▸ **Record excerpts**
= = = = = = =
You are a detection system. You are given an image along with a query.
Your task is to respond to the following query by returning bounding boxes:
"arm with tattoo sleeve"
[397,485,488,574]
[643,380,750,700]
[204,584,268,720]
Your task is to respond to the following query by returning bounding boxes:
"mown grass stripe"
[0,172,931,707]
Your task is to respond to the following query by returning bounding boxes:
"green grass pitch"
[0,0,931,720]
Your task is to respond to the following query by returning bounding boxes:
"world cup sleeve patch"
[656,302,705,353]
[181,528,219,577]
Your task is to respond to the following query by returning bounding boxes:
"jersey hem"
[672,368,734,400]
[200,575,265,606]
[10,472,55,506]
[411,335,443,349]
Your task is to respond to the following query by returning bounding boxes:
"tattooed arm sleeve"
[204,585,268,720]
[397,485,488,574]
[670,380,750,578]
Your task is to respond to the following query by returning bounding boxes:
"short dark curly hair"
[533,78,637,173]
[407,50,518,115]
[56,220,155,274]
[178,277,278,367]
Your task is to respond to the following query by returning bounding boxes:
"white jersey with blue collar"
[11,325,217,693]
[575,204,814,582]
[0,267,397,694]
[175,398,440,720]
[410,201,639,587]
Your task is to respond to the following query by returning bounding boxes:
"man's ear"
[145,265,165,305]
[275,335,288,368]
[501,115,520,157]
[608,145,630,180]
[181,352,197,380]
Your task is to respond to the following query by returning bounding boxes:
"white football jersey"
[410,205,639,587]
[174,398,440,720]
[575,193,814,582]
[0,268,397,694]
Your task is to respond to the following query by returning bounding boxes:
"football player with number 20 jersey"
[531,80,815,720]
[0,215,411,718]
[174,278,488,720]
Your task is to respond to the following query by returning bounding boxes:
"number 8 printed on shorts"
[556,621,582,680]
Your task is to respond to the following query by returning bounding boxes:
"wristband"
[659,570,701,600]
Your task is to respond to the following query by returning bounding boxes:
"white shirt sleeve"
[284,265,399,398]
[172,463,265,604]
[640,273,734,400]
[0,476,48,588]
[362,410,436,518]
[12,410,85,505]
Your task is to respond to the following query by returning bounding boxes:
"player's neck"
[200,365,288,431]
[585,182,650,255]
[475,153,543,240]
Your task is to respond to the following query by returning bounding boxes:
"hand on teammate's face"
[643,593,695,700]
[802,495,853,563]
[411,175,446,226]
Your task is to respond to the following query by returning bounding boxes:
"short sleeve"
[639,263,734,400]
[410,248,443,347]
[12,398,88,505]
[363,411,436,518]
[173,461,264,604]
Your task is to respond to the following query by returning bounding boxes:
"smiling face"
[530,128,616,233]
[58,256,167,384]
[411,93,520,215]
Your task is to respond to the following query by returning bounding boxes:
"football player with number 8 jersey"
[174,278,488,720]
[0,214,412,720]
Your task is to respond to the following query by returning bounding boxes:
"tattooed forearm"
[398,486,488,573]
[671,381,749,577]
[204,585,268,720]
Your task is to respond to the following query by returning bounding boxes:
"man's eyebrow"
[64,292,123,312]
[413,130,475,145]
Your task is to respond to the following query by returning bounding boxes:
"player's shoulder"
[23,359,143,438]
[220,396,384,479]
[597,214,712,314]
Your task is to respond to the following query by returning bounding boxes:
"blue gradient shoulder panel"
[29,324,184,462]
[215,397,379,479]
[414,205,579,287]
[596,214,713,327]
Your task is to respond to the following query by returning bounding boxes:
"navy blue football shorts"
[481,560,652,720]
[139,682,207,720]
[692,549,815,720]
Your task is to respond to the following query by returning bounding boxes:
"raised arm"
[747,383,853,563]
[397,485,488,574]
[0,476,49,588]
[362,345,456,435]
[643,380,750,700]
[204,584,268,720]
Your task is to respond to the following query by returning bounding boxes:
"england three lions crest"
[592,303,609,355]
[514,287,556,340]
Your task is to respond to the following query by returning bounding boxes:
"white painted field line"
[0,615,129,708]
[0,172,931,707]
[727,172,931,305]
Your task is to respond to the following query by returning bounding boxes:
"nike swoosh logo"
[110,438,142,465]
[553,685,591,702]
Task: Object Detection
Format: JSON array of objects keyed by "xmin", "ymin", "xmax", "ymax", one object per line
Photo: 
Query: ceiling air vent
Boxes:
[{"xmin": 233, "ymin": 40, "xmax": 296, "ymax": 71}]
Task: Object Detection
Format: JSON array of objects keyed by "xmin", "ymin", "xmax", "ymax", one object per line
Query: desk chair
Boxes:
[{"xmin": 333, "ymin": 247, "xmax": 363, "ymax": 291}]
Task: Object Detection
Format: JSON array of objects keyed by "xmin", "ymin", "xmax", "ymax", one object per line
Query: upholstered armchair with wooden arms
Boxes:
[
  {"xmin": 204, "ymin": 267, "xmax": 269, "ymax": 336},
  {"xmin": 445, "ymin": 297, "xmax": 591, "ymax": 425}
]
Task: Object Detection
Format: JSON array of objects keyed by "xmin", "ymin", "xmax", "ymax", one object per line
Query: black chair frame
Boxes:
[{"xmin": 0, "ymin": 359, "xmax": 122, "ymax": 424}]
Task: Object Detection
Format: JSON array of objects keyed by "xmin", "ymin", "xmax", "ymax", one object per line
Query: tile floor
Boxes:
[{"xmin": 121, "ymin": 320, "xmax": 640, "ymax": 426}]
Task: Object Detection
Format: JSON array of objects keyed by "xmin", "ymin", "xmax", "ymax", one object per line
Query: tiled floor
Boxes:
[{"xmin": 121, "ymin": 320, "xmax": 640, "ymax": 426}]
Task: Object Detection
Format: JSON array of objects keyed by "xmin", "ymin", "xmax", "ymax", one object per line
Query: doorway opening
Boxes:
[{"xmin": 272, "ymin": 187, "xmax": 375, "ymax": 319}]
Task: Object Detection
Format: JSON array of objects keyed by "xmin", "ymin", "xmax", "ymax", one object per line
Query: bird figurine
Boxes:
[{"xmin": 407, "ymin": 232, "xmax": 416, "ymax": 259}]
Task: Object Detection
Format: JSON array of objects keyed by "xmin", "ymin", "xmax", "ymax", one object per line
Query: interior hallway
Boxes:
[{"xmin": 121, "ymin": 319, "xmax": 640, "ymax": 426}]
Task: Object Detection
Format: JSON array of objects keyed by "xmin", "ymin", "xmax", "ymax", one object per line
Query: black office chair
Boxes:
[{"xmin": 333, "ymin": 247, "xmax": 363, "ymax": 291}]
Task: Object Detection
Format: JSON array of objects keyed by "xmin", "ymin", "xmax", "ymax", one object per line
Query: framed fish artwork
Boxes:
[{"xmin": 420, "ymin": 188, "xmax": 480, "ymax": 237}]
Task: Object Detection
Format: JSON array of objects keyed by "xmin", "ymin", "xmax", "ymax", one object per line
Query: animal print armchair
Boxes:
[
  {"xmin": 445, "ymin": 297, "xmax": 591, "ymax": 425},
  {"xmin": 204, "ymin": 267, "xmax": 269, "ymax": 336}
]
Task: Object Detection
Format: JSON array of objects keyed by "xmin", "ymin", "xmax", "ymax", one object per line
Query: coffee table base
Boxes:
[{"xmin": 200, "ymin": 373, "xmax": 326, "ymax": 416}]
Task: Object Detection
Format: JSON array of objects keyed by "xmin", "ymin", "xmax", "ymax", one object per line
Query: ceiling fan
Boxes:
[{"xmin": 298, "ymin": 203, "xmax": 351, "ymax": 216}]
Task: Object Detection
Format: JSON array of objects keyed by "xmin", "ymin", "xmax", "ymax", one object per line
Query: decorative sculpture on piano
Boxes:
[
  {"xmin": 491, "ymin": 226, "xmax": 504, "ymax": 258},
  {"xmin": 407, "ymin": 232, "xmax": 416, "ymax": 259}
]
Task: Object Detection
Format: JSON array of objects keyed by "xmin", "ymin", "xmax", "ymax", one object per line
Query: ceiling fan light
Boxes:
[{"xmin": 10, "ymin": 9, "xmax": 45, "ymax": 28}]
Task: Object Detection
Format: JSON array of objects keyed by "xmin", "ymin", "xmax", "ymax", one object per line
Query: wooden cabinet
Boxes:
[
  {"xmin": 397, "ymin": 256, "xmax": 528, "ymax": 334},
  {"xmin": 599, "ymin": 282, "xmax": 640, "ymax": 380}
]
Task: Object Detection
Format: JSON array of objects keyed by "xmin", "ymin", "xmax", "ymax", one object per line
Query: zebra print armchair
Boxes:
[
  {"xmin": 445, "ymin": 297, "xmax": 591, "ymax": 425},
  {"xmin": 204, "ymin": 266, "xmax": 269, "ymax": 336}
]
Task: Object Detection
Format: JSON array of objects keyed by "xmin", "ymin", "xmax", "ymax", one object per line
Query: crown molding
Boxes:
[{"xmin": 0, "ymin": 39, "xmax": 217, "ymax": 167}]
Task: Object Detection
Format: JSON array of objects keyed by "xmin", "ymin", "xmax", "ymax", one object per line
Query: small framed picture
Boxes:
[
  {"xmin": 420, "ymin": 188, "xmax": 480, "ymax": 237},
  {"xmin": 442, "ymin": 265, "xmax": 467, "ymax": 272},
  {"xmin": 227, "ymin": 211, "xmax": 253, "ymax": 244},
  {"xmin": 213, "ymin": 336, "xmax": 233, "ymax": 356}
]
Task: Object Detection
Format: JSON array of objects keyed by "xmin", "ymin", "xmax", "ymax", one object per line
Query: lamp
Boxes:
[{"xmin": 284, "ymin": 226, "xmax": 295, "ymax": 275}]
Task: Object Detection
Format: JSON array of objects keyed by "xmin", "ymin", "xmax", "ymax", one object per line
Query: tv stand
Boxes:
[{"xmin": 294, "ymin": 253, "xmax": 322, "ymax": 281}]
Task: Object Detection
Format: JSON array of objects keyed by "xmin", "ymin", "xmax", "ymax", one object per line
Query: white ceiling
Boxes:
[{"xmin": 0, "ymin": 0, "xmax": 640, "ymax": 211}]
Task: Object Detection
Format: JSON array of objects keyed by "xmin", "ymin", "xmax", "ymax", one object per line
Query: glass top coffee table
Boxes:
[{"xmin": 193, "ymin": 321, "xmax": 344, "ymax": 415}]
= = = = = = =
▸ **Required task**
How many lines in the rows above contain the string "tattooed"? Reply with the number alone.

▸ **Answer to this exercise**
2